• Excerpt to read
::::
# Opening a New Company in Dubai / Sharjah / Ajman



## lijet (Aug 4, 2011)

Hi Friends,

I am a Computer / Voice Engineer,

I need to form a new company, under which I can provide computer / voice / audio / video / video editing related services in all over UAE,

Kindly advice in which Emirates I will get the cheap / lowest license fee & kindly share any good business company which can help me out for setting up the things over here..

awaiting for your earlier reply,

Many thanks,


----------



## VitaEsMorte (Apr 26, 2010)

Looking for a free zone company or regular (with a local partner) ?


----------



## ShellyMcD (Jun 17, 2011)

I just set up a members dining club company licenced in RAK freezone, so I have full ownership, which I found to be the best price. I will PM you the company that helped me (who were great!) 

Good luck with your new venture.


----------



## lijet (Aug 4, 2011)

Thanks VitaEsMorte for your reply ...

I would be happy whether it is a Free Zone or with Local Sponsor if it is with lowest investment...

Kindly advice accordingly ....


----------



## lijet (Aug 4, 2011)

*Pls send me the details of that Company*



ShellyMcD said:


> I just set up a members dining club company licenced in RAK freezone, so I have full ownership, which I found to be the best price. I will PM you the company that helped me (who were great!)
> 
> Good luck with your new venture.
::::
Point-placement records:

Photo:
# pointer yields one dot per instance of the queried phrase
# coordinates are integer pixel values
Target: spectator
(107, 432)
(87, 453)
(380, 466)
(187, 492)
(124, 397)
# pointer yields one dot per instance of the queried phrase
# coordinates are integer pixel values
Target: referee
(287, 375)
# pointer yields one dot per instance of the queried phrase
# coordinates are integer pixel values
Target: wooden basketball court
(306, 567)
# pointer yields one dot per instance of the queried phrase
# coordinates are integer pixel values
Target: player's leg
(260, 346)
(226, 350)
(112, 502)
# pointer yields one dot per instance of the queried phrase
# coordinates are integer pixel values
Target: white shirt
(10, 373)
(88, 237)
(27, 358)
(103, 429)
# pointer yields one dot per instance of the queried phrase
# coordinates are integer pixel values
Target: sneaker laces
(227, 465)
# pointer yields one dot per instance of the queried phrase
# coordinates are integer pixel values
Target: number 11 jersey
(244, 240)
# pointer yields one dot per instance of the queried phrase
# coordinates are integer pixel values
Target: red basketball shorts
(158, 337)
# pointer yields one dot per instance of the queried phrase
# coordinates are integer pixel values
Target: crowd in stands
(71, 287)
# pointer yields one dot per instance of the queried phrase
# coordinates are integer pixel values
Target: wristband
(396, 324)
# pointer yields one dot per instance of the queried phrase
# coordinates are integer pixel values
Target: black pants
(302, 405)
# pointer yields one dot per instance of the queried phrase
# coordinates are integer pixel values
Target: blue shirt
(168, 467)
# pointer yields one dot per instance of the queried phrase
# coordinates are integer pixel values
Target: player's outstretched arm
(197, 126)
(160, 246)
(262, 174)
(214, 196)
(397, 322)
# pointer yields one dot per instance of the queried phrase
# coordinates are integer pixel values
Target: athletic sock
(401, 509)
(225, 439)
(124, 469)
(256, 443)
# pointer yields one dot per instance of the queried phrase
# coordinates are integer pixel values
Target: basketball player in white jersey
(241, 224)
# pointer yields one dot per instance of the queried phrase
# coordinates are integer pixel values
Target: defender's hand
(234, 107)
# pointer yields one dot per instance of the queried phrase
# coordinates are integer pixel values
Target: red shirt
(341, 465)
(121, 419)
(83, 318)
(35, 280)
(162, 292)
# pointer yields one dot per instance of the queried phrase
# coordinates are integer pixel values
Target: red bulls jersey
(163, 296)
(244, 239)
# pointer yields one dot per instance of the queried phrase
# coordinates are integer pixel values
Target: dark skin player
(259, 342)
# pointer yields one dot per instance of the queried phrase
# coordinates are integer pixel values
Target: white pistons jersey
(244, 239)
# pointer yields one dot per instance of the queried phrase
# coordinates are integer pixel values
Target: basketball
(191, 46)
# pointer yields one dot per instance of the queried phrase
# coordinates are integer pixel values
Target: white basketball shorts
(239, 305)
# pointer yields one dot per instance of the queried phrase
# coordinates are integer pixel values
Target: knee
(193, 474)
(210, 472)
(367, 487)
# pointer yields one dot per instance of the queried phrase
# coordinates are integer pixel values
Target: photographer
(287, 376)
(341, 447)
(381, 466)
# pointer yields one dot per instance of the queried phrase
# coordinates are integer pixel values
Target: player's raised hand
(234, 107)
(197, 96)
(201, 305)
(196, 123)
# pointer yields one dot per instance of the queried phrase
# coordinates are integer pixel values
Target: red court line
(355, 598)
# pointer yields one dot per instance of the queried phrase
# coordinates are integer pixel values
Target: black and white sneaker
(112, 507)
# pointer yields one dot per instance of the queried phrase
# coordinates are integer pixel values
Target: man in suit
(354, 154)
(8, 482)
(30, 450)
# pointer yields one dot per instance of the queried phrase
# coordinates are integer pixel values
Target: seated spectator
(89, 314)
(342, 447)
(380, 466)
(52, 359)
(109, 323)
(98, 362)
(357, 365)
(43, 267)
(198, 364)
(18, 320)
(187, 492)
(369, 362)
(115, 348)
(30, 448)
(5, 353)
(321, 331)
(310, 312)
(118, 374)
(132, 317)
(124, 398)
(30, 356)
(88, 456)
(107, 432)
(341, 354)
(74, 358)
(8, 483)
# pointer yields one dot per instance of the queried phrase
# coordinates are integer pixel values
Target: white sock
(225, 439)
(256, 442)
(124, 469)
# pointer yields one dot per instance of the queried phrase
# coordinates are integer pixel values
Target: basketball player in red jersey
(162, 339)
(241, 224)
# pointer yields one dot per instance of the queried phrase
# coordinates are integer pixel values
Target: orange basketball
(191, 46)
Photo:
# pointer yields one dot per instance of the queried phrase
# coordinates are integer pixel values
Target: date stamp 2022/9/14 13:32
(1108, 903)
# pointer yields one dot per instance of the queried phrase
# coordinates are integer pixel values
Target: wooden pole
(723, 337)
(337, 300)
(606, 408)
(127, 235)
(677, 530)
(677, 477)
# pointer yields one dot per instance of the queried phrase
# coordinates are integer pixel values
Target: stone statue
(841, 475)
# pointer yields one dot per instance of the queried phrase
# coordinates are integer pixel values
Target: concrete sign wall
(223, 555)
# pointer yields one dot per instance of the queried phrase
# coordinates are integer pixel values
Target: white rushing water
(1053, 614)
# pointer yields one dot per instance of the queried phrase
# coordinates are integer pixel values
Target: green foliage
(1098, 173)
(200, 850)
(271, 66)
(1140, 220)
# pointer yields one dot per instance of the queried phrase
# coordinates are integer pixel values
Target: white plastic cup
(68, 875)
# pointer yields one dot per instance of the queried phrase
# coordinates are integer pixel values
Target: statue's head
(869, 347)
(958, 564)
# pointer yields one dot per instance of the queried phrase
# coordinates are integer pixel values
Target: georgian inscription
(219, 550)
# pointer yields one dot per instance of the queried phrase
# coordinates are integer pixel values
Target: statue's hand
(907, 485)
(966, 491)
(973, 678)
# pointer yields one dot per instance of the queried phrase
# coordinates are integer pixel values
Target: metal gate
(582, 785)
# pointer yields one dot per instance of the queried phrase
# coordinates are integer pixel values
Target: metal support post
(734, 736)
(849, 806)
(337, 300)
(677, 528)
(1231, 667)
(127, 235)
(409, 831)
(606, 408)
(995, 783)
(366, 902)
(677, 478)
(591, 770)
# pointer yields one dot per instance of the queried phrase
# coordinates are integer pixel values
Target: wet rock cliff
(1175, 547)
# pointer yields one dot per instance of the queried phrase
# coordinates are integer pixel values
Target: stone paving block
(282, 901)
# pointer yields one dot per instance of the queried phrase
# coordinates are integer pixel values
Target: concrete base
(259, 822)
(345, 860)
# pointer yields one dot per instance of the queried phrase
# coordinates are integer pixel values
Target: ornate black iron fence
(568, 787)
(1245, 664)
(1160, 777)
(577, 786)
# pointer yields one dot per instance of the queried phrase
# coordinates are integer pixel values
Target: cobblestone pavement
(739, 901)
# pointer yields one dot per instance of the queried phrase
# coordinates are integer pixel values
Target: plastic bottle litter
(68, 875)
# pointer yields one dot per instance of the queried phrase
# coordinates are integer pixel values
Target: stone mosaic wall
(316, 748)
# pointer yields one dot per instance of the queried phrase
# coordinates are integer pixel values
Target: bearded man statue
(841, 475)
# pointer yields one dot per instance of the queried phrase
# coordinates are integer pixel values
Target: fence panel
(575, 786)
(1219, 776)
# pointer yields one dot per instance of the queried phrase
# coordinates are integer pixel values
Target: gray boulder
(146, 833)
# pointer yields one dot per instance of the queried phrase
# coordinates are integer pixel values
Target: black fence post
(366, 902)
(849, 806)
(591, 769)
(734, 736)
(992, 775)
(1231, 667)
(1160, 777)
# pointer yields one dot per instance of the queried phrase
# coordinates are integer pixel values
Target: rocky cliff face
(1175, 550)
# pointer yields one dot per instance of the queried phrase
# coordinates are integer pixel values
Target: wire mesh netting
::::
• Requests
- 1) Pick out each line of the records containing the string "statue", and copy those lines.
- 2) Extend the forum thread about opening a company in the UAE, starting right after its final post.
The records have nothing to do with the forum thread about opening a company in the UAE.

• Answers to the exercises
- 1)
Target: stone statue
Target: statue's head
Target: statue's hand
Target: bearded man statue

- 2)
Thanks for your reply...

Kindly send me PM containing contact details of the company which helped u to setup your company in free zone...

awaiting for your earlier reply n help

many thanks...once again...


----------



## 7aman (Aug 18, 2011)

are you looking to get a residence visa as an investor or you're willing to start a real business ?


----------



## maxd (Mar 22, 2009)

I need to open 2companies in the next couple of weeks. Please could you pm me the details also.

Also to keep this thread going could others quote the prices they were given to open up companies?


----------



## nad786 (Sep 16, 2011)

ShellyMcD said:


> I just set up a members dining club company licenced in RAK freezone, so I have full ownership, which I found to be the best price. I will PM you the company that helped me (who were great!)
> 
> Good luck with your new venture.


Hi Shelly, would also appreciate that link please?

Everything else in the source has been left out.